## WHAT IS NEEDED:
Rewrite all of the records below, switching every "Target" to "Object" and changing nothing else. Leave the pictures out.

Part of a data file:
[BEGIN]
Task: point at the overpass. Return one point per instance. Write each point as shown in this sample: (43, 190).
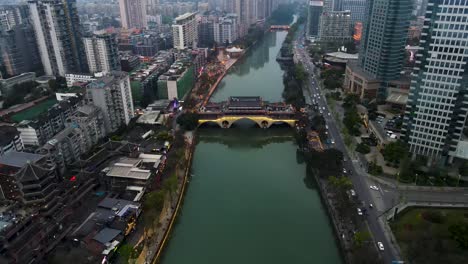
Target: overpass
(252, 108)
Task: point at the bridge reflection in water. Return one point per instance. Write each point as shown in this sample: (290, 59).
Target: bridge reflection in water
(253, 108)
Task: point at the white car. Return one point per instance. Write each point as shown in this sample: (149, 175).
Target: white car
(380, 245)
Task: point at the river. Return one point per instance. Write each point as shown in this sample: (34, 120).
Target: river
[END]
## WRITTEN ANSWER:
Task: point at the overpass. Return one point per instance. Write each point as shown in this sample: (43, 190).
Object: overpass
(252, 108)
Task: point at the bridge reflection in water. Return one point per instance. Write each point as shown in this sample: (290, 59).
Object: bridge reflection in water
(253, 108)
Task: point at the white car. Return one point per instance. Write each point as shown in this sample: (149, 175).
Object: white car
(380, 245)
Task: point at the river. Return one point per instance. Write each point as shown in this sample: (34, 120).
Object: river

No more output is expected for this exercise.